**AIM**: Reproduce the stretch of the listing from the line containing "Target: stone veneer column base" through the end of the listing, changing "white fascia board" to "white trim board" and leaving everything else as it stands. Omit the pictures from your answer.

**DATA PROVIDED**:

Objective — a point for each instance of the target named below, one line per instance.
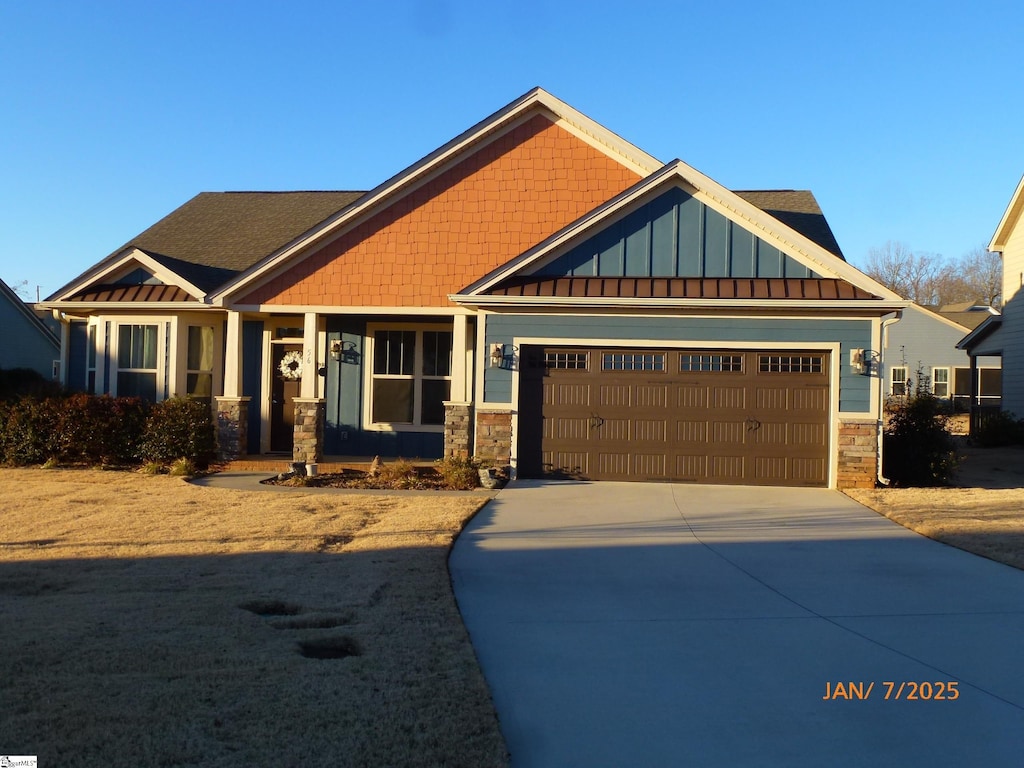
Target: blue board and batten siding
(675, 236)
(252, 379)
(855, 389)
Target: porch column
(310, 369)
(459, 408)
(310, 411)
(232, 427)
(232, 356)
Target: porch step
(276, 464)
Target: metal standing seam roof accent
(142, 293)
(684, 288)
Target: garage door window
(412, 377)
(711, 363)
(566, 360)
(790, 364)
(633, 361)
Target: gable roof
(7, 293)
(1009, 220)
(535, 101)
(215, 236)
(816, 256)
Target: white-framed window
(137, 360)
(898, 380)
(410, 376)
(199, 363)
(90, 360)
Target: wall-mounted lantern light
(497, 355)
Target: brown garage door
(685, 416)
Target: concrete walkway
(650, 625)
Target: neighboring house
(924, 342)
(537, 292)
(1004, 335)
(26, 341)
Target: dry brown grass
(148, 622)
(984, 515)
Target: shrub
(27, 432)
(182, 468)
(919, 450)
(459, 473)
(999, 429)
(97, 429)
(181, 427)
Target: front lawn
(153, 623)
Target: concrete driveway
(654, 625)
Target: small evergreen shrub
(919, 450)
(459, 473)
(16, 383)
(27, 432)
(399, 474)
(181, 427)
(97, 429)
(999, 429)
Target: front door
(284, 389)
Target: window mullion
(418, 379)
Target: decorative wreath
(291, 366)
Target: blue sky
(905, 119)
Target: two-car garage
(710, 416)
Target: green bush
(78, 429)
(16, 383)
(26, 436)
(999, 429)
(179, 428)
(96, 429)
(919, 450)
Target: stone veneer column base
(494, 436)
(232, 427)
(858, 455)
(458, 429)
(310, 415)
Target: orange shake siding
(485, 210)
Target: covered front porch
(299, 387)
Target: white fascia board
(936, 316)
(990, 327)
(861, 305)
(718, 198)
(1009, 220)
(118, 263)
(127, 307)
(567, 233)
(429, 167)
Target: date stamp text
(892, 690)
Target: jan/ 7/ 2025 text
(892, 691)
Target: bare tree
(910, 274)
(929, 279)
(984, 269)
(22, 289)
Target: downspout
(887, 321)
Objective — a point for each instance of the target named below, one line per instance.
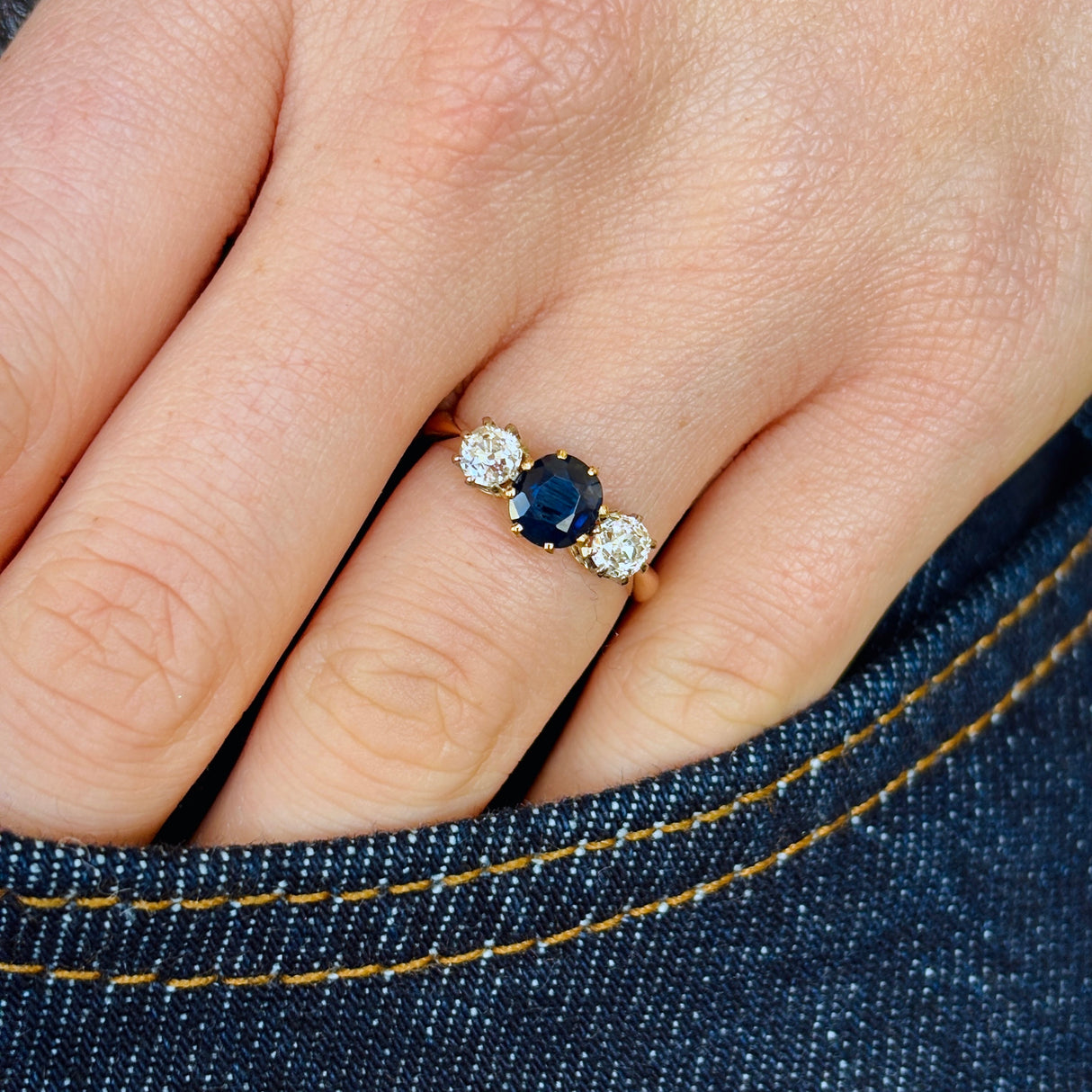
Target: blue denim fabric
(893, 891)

**RESULT FOR THIS TASK**:
Target: stone veneer column base
(494, 436)
(232, 427)
(858, 455)
(458, 429)
(310, 415)
Target: orange shake siding
(485, 210)
Target: covered front porch
(299, 387)
Target: white trim board
(936, 316)
(990, 327)
(861, 305)
(718, 198)
(1009, 220)
(118, 263)
(127, 307)
(567, 233)
(429, 167)
Target: date stamp text
(892, 690)
Target: jan/ 7/ 2025 text
(892, 691)
Target: bare tree
(910, 274)
(929, 279)
(984, 269)
(22, 289)
Target: downspout
(887, 321)
Objective — a point for each instance of the target named below, one line per instance.
Target: blue denim fabric
(893, 891)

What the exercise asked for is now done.